EXTRACTED MATERIAL »
__________

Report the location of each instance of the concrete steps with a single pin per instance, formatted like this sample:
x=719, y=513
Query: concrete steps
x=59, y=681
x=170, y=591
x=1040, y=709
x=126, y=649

__________

DIRECTIONS FOR THIS TASK »
From the first line to the last, return the material exactly.

WRITTEN RESPONSE »
Report the location of each instance of the concrete steps with a single pin per instance, formatted like this sample:
x=719, y=513
Query: concrete steps
x=59, y=681
x=170, y=591
x=1040, y=709
x=126, y=649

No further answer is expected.